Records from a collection
• • •
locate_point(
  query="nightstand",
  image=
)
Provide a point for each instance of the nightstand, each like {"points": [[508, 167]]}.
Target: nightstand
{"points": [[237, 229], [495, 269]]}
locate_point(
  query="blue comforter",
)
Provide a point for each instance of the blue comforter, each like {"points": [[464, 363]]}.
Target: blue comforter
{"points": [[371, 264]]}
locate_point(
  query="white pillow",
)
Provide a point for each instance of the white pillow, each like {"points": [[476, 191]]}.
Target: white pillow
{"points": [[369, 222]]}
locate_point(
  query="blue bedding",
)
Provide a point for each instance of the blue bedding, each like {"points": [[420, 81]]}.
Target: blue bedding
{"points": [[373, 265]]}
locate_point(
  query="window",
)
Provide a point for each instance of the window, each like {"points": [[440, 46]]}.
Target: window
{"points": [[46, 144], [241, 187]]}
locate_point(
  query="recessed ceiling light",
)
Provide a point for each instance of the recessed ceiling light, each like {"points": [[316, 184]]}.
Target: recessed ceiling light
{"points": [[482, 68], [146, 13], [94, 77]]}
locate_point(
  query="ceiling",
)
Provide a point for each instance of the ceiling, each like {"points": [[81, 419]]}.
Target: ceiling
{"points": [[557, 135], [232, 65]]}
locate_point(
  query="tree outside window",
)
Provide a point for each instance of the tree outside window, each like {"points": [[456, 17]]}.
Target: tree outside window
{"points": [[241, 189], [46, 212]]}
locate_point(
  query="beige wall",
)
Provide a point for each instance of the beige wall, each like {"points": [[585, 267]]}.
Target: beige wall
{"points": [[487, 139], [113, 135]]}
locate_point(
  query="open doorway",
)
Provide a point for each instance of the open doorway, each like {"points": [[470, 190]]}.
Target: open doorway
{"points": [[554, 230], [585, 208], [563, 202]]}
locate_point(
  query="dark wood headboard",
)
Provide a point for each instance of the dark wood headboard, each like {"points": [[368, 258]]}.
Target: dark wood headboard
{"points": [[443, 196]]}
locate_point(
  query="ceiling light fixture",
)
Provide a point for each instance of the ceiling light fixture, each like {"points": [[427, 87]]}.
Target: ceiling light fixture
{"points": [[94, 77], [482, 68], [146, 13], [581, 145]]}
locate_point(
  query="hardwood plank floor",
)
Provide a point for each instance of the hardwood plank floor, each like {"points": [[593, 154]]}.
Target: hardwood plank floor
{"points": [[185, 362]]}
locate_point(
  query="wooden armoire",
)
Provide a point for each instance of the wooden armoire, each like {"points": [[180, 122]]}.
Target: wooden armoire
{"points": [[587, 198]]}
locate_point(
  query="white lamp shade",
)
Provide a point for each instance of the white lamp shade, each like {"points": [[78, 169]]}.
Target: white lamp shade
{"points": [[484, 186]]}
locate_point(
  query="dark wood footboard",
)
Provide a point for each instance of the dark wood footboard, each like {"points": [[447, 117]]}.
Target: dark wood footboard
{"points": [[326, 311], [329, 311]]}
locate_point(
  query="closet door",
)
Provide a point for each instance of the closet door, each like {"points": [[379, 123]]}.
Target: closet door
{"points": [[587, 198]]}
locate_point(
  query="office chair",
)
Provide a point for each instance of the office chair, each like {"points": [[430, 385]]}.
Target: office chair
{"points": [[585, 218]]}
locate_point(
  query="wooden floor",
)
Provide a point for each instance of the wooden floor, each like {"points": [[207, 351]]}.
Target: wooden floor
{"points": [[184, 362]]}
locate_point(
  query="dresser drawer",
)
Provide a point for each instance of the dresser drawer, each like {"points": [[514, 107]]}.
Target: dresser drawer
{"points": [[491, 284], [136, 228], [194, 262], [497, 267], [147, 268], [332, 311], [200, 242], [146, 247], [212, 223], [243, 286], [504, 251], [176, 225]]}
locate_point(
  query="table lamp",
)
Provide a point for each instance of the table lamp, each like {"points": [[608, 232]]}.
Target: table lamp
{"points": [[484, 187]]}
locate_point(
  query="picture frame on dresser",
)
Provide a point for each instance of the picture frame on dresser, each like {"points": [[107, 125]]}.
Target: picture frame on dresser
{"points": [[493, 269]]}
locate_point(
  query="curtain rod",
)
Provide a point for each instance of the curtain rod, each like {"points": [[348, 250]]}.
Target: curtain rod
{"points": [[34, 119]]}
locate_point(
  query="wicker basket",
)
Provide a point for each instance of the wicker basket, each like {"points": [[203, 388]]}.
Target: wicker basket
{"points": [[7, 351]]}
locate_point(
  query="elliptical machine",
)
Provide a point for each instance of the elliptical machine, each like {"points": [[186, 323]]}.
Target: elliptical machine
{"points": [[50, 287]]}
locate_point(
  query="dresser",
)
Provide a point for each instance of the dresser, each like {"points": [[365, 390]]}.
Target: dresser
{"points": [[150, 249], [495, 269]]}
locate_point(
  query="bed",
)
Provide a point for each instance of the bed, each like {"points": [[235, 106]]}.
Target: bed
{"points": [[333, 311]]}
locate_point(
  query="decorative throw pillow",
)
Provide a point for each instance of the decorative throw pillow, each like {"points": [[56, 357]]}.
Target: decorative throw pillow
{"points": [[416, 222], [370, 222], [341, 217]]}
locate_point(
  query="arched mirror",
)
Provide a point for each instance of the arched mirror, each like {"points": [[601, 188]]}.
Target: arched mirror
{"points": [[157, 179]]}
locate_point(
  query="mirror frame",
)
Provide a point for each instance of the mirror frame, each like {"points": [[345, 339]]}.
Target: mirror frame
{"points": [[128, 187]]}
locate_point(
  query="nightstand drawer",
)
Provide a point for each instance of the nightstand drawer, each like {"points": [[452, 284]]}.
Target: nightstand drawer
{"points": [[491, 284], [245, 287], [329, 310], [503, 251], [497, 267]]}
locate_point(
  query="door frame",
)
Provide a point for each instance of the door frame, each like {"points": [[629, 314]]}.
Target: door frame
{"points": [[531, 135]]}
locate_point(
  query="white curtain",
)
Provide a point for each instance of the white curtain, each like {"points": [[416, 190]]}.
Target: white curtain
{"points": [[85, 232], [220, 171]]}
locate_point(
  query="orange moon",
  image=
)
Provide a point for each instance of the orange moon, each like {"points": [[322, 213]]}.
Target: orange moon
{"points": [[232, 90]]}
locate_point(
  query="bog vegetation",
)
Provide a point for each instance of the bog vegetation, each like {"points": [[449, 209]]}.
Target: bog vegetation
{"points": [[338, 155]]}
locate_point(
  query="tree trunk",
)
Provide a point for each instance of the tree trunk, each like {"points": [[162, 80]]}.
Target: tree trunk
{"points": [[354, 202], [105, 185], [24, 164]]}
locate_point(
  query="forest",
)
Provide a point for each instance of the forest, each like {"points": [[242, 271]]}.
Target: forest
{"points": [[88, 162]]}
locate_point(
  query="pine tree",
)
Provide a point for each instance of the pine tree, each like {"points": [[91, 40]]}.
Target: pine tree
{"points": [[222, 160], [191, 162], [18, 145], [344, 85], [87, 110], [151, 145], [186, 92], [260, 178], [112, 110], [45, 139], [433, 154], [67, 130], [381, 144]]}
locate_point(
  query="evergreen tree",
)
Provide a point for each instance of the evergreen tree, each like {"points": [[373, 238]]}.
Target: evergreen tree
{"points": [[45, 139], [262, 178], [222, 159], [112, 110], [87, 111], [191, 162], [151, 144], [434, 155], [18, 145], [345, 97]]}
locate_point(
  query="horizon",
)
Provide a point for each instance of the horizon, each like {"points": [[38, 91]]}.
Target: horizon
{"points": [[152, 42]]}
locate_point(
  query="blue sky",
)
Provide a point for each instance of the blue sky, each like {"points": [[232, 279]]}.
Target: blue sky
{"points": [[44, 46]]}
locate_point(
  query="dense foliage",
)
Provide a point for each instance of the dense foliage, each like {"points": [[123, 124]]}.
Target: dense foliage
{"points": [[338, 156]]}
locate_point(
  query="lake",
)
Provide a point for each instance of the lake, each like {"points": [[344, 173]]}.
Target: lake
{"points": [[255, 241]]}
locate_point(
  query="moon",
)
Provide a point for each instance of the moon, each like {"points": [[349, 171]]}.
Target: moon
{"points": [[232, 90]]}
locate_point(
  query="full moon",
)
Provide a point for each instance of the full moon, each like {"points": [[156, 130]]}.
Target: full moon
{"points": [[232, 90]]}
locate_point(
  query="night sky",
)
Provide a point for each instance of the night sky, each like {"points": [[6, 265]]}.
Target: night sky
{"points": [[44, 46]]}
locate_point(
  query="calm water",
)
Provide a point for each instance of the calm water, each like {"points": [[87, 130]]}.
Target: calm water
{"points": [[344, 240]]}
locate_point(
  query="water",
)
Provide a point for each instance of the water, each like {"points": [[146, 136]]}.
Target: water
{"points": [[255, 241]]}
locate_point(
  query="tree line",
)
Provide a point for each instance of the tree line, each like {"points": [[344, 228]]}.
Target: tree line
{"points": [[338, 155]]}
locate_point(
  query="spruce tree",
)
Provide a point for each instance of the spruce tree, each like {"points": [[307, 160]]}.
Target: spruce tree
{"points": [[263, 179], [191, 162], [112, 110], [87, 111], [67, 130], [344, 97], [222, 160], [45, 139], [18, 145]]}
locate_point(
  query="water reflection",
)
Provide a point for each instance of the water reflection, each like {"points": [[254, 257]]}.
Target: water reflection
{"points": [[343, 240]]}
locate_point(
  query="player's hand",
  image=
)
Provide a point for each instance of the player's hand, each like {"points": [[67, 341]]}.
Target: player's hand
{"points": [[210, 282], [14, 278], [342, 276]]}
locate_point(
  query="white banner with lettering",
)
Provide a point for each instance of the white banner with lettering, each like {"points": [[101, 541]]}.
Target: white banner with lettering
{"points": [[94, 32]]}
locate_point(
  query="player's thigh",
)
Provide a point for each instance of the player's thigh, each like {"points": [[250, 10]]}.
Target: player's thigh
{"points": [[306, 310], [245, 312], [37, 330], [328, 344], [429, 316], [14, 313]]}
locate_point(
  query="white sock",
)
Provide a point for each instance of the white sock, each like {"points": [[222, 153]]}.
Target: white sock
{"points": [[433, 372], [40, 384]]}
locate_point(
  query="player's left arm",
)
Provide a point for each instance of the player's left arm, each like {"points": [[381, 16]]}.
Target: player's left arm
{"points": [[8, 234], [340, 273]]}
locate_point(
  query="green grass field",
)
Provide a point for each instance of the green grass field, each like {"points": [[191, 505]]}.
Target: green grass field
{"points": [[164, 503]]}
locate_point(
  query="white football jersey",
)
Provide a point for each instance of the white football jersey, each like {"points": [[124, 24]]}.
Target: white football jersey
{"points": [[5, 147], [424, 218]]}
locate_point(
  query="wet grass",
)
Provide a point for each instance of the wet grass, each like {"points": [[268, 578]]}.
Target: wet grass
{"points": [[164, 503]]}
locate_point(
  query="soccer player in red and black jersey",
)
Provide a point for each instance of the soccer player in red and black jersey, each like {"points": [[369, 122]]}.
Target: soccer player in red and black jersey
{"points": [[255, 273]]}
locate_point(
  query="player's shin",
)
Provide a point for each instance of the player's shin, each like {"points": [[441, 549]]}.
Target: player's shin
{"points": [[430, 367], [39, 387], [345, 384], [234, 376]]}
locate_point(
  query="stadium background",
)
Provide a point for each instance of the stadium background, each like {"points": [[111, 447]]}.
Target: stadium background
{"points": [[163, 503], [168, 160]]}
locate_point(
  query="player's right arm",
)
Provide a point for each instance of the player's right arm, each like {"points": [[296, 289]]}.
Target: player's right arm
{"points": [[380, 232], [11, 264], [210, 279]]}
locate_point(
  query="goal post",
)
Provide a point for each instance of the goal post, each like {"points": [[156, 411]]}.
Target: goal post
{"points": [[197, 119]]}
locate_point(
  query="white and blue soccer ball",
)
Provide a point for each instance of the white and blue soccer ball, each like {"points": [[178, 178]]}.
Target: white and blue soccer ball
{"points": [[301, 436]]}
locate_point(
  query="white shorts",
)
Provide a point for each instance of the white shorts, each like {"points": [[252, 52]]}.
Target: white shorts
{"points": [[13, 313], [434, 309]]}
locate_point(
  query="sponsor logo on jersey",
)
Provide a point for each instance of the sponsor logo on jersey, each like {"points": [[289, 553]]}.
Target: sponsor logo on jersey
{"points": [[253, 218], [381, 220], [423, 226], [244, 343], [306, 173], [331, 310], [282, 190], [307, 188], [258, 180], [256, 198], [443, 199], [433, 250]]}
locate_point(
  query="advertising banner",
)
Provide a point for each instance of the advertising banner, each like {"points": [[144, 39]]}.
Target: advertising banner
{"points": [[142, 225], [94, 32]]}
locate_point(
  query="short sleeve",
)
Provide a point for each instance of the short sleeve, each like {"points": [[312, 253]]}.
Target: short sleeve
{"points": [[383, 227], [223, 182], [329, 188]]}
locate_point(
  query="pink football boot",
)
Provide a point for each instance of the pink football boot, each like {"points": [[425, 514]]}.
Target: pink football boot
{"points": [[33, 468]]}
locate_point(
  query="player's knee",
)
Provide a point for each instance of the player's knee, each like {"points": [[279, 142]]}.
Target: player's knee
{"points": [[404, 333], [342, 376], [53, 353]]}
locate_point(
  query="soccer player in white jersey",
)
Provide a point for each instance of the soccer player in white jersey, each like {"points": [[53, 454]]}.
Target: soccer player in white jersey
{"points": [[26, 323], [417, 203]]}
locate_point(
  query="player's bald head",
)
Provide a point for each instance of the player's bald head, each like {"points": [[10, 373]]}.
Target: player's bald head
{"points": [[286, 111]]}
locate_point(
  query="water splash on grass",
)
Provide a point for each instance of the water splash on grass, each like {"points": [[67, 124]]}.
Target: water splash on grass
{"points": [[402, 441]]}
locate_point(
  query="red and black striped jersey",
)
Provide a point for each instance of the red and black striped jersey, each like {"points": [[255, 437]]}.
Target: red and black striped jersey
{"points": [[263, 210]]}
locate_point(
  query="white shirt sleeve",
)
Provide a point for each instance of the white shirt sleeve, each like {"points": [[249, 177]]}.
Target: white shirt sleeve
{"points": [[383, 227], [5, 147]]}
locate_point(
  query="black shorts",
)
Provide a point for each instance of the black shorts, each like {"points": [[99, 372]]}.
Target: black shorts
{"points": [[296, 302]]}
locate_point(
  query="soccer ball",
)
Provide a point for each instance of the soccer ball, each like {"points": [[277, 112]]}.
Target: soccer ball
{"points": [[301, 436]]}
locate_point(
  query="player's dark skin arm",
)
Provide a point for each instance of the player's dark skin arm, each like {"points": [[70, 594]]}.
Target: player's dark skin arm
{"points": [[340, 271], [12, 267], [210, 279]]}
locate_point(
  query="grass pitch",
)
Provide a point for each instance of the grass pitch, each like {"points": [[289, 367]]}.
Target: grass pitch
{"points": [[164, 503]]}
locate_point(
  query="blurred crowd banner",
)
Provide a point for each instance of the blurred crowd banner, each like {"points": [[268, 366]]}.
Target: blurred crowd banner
• • •
# [Work required]
Which lines of the material above contain the word "shade"? Copy each of those lines.

# [Expected answer]
  query="white lamp shade",
Provide a point for each instance of the white lamp shade, each like {"points": [[78, 169]]}.
Target: white lamp shade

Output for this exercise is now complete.